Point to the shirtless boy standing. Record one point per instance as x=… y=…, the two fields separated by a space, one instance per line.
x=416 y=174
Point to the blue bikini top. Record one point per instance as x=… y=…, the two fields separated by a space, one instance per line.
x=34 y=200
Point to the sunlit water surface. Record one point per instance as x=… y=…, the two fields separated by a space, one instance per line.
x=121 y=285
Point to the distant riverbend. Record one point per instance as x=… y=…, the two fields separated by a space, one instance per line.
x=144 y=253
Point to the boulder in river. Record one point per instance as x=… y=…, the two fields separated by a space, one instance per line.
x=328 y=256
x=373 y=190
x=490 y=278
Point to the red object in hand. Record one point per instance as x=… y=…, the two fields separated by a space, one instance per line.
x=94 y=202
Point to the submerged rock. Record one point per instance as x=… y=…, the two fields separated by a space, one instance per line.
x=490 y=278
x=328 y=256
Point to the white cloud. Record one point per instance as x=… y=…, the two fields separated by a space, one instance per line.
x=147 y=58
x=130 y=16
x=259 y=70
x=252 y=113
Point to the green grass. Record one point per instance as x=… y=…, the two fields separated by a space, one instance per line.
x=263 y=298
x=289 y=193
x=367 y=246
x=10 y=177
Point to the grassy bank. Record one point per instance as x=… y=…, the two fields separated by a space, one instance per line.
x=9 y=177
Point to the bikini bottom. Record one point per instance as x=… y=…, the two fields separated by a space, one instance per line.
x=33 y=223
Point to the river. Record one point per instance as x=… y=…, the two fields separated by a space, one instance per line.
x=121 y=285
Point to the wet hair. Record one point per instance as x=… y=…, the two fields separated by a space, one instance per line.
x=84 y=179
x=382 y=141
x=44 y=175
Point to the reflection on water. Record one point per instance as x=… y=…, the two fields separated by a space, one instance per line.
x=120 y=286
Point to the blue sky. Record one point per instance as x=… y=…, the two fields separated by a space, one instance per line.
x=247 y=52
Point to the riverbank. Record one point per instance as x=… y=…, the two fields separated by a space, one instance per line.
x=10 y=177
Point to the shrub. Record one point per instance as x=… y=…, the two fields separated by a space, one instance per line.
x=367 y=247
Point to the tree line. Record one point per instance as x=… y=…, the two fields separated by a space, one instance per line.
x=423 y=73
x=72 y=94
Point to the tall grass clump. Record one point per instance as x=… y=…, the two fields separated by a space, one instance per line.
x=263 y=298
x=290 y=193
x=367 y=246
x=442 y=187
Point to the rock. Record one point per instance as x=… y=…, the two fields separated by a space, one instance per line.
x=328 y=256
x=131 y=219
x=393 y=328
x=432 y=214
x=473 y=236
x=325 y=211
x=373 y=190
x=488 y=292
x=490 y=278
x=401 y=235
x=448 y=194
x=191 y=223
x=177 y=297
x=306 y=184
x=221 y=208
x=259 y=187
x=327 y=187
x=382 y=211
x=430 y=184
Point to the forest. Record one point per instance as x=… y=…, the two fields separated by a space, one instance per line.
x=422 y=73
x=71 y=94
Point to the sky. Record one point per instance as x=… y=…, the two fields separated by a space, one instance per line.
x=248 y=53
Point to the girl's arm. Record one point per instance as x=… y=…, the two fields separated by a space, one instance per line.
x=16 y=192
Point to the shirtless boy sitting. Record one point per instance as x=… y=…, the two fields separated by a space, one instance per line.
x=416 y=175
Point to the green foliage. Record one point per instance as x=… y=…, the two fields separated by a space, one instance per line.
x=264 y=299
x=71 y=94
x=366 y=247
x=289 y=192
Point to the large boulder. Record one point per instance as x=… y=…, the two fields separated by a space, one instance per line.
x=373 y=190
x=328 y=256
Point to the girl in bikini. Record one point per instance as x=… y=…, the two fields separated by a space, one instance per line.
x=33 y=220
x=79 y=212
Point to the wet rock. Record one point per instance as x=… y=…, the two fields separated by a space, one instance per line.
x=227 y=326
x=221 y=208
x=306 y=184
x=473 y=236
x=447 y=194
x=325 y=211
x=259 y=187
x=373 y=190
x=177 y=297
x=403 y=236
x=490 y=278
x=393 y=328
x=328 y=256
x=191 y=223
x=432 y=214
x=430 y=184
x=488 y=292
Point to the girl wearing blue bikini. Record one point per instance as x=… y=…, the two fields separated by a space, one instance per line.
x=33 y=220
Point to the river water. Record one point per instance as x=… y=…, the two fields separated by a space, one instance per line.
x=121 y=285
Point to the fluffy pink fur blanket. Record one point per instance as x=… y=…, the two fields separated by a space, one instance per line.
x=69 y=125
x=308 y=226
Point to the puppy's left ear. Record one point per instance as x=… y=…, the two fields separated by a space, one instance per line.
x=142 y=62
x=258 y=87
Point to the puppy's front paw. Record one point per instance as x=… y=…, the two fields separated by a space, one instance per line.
..............................
§ WHAT THE TASK ASKS
The reply should be a precise retyping of all the data.

§ ANSWER AREA
Point to the shirtless boy standing. Record one point per instance as x=… y=…, the two fields separated by a space, one instance per line.
x=416 y=174
Point to the blue bikini top. Record one point per instance as x=… y=…, the two fields separated by a space, one instance per line.
x=34 y=200
Point to the sunlit water surface. Record one point per instance as x=… y=…, the two fields separated by a space, one instance per line.
x=121 y=285
Point to the distant riverbend. Record one point per instance as x=… y=…, the two fields separated by a space, one instance per line.
x=144 y=253
Point to the boulder in river. Record one point per instance as x=… y=…, the two fields separated by a space, one instance per line.
x=328 y=256
x=373 y=190
x=490 y=278
Point to the red object in hand. Record one point per instance as x=… y=…, the two fields separated by a space, one instance per line.
x=94 y=202
Point to the submerged rock. Record one point per instance as x=… y=…, the two fields separated by a space, one instance per line.
x=490 y=278
x=328 y=256
Point to the white cloud. Record one point per instance as x=… y=…, the two fields separated by a space, one instance per line.
x=147 y=58
x=130 y=16
x=259 y=70
x=252 y=113
Point to the green grass. Record one point per instance as x=… y=…, the two fields separated by a space, one instance per line.
x=263 y=298
x=289 y=193
x=367 y=246
x=10 y=177
Point to the grassy bank. Record one point per instance as x=… y=…, the two fields separated by a space, one instance per line.
x=9 y=177
Point to the bikini bottom. Record one point per instance as x=… y=…, the two fields separated by a space, one instance per line.
x=33 y=223
Point to the river. Record one point per instance as x=… y=…, the two fields separated by a space, one instance per line.
x=121 y=285
Point to the wet hair. Record one point per instance as x=… y=…, the two fields separated by a space, one instance per line.
x=84 y=179
x=382 y=141
x=44 y=175
Point to the reflection on water. Record one point per instance as x=… y=…, the two fields separated by a space, one instance per line.
x=120 y=286
Point to the blue sky. Record one point per instance as x=… y=…, the two fields separated by a space, one instance per line.
x=247 y=52
Point to the riverbank. Record one point per instance as x=… y=…, the two fields separated by a space, one instance per line.
x=10 y=177
Point to the shrub. Record one point per instance as x=… y=…, the two fields separated by a space, one instance per line.
x=367 y=247
Point to the tree line. Record one point per instance as x=… y=…, the two fields separated by a space, one instance per line.
x=423 y=73
x=72 y=94
Point to the tall grass clump. Record one point per instance as x=… y=…, the two fields separated by a space, one instance per line.
x=263 y=298
x=290 y=193
x=367 y=246
x=442 y=187
Point to the rock. Record one point per instance as x=… y=…, the two fields separated by a space, one instance per line.
x=328 y=256
x=131 y=219
x=393 y=328
x=432 y=214
x=473 y=236
x=325 y=211
x=373 y=190
x=488 y=292
x=490 y=278
x=401 y=235
x=448 y=194
x=191 y=223
x=177 y=297
x=306 y=184
x=221 y=208
x=259 y=187
x=327 y=187
x=382 y=211
x=430 y=184
Point to the forest. Record one point per instance as x=… y=…, the two fields separated by a space, one instance per line.
x=422 y=73
x=71 y=94
Point to the sky. Record one point per instance as x=… y=…, the two fields separated by a space, one instance per line.
x=248 y=53
Point to the girl's arm. Record one point per instance as x=… y=…, the two fields separated by a space, one instance per line.
x=16 y=192
Point to the shirtless boy sitting. Record one point per instance as x=… y=…, the two fields separated by a space, one instance per line.
x=416 y=175
Point to the green foliage. Record one point per instance as x=… y=…, the two fields separated by a space, one instance per line.
x=264 y=299
x=71 y=94
x=366 y=247
x=289 y=192
Point to the large boulder. Record one point per instance as x=… y=…, the two fields separated by a space, one instance per line.
x=373 y=190
x=328 y=256
Point to the girl in bikini. Record one point per instance as x=… y=…, the two fields separated by a space, one instance per line.
x=33 y=220
x=79 y=212
Point to the wet rock. Record one point per instance as x=… y=…, the two fields separated by a space, one instance per line.
x=227 y=326
x=221 y=208
x=306 y=184
x=473 y=236
x=447 y=194
x=325 y=211
x=259 y=187
x=373 y=190
x=177 y=297
x=403 y=236
x=490 y=278
x=393 y=328
x=328 y=256
x=191 y=223
x=432 y=214
x=430 y=184
x=488 y=292
Point to the girl wearing blue bikini. Record one point per instance as x=… y=…, the two fields separated by a space, one instance per line.
x=33 y=220
Point to the river water. Record one point per instance as x=… y=…, the two fields separated by a space, one instance per line.
x=121 y=285
Point to the fluffy pink fur blanket. Record one point per instance as x=… y=…, the two fields separated by a space, one instance per line.
x=69 y=125
x=308 y=226
Point to the puppy's left ear. Record one point per instance as x=… y=…, the two fields separated by a space, one instance per line.
x=142 y=62
x=258 y=87
Point to the puppy's front paw. Record one point per instance as x=… y=…, the two fields separated by a space, one instance per line.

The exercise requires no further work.